List every calendar year written as a number in the passage about the Green Patrol and the Carmel forest fires, in the order they appear.

**Passage to read**
+ + + +
The land had formerly belonged to refugees from the destroyed Palestinian
village of Houg, now imprisoned in Gaza. Palestinian physician and author Hatim
Kanaaneh notes that the village’s only remaining structure, the mosque, was
“serving as the pen for [Sharon’s] Arabian thoroughbred horses”.
The Green Patrol
Five years after be bought Sycamore ranch, Sharon created the “Green Patrol”, a
paramilitary unit of the Israel Nature and Parks Authority, whose tasks
included seizing and slaughtering the Bedouin’s black goats.
Palestinian community activist Maha Qupty notes that in the first three years
of the Green Patrol’s operations, the number of black goats was slashed by 60
percent, from 220,000 to 80,000. The patrol’s practices were so brutal that an
official watchdog, the State Comptroller, censured the unit in his 1980 report.
The number of goats in Israel has fallen much further in recent years. A report
in the Haaretz newspaper noted that by 2013 there were only 2,000 goats still
grazing in and around the vast Carmel forest, next to Haifa, down from 15,000
before the Green Patrol’s establishment.
And it was in that same Carmel Ridge that the danger posed by the goats’
enforced disappearance first became apparent.
The extensive forest hugging the slopes of the Carmel Ridge was planted to
enforce and conceal the expulsion of several Palestinian villages. But in 2010
the forest was engulfed in flames that ultimately claimed the lives of 44
people. The majority were warders travelling to Damun prison, where Palestinian
political prisoners are held outside the occupied territories in violation of
international law.
The fire, which raged for four days, required the evacuation of 17,000 people
from their homes, including from sections of Haifa.
That blaze was a prelude to much more widespread fires a year ago, at the end
of a long dry summer. Some 1,700 fires were reported across Israel and the West
Bank, many of them in the forests Israel had planted over the destroyed
villages. Haifa was again badly damaged.
Zionism’s self-inflicted wounds
In both the 2010 and 2016 forest fire outbreaks, Palestinian citizens were
accused by police and government officials of being responsible, despite a
dearth of evidence – and convictions – to back up such claims.
Allegations of arson were a useful deflection from the reality: that the fires
were a Zionist own goal. The danger posed by planting unsuitable European pine
forests in the arid conditions of the Middle East had been aggravated by longer
summers, as climate change kicked in, and by the destruction of the black
goats. They had cleared the vegetation around the trees that prevented the
fires from quickly spreading.
In fact, there had been warnings that these pine forests were a fire hazard
long before the advent of significant climate change. Nearly 20 years ago, I
visited a kibbutz on the edge of the Carmel Ridge where there had been a recent
fire.
Nir Etzion sits on the agricultural lands of Ayn Hawd, which was a rare example
of a Palestinian village that had escaped destruction – in its case, to be
reinvented as a Jewish artists’ colony under a similar name, Ein Hod.
+ + + +
**Recorded data**
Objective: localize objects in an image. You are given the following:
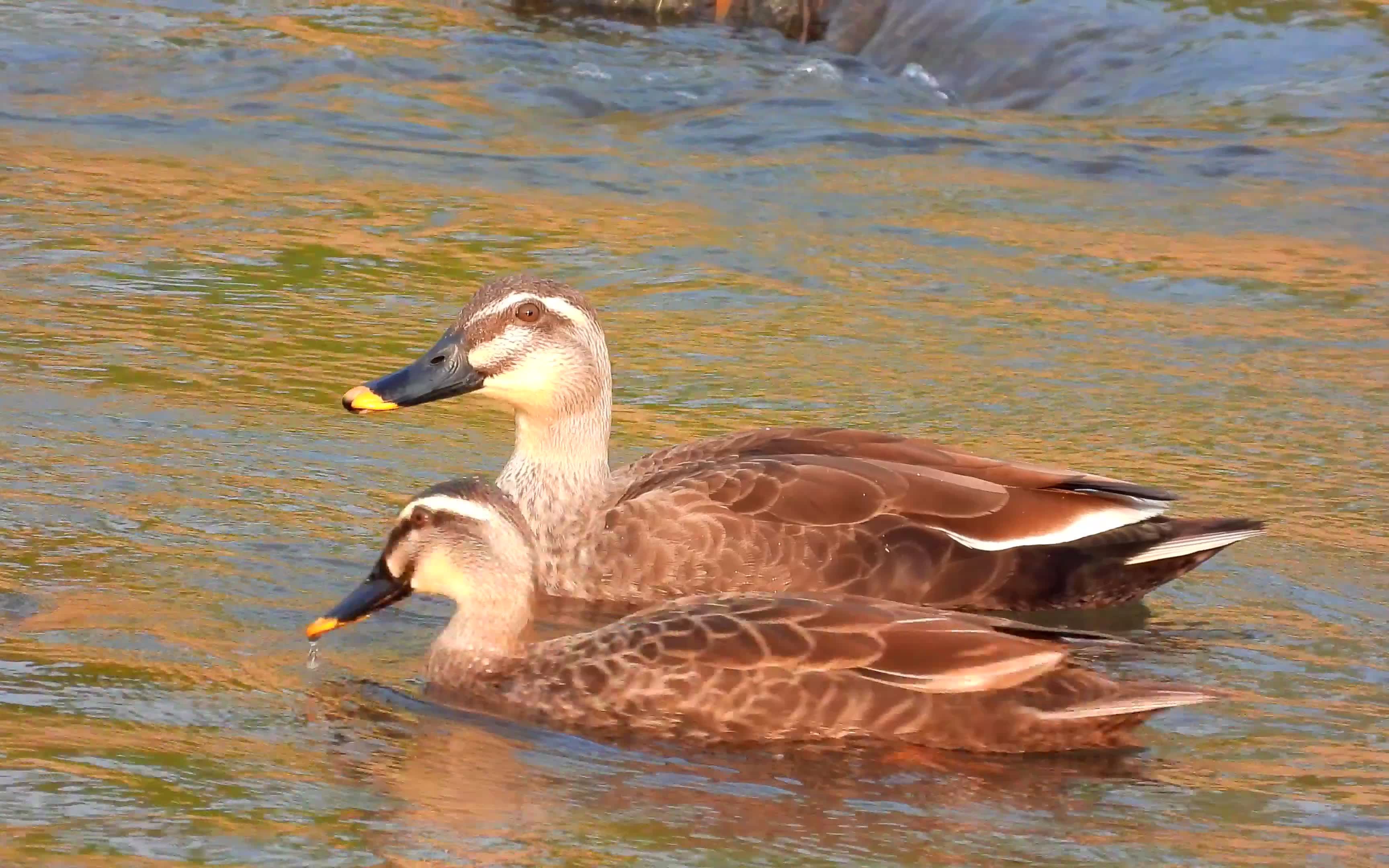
+ + + +
**Reply**
1980, 2013, 2010, 2016